▶ _DATA SUPPLIED_
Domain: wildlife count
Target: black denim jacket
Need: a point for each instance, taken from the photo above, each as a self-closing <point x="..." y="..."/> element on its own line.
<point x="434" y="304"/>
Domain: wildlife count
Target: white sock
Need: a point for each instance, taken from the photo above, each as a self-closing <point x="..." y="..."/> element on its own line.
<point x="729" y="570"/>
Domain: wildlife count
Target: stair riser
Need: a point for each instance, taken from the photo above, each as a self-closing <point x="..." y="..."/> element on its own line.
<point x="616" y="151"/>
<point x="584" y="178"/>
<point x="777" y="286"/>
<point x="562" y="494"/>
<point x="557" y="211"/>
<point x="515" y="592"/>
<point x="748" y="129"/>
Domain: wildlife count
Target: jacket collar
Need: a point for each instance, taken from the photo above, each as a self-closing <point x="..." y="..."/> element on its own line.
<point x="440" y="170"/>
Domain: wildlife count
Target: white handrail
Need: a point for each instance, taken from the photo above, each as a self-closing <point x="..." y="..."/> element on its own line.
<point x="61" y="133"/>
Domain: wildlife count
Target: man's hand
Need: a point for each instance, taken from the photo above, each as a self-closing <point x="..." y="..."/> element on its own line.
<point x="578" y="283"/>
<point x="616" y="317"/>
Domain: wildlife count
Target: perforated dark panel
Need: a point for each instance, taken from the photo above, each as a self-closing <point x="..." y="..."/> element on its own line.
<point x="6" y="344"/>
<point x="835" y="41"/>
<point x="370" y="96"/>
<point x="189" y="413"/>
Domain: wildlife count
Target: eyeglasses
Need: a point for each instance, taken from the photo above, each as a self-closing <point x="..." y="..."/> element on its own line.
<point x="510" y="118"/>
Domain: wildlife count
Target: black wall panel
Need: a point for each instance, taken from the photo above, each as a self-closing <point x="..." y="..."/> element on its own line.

▶ _WHAT YOU ARE ASKED TO DO_
List every line above that contains the word "white", treating uppercase and lowercase letters as different.

▶ _RESPONSE_
Target: white sock
Target: white handrail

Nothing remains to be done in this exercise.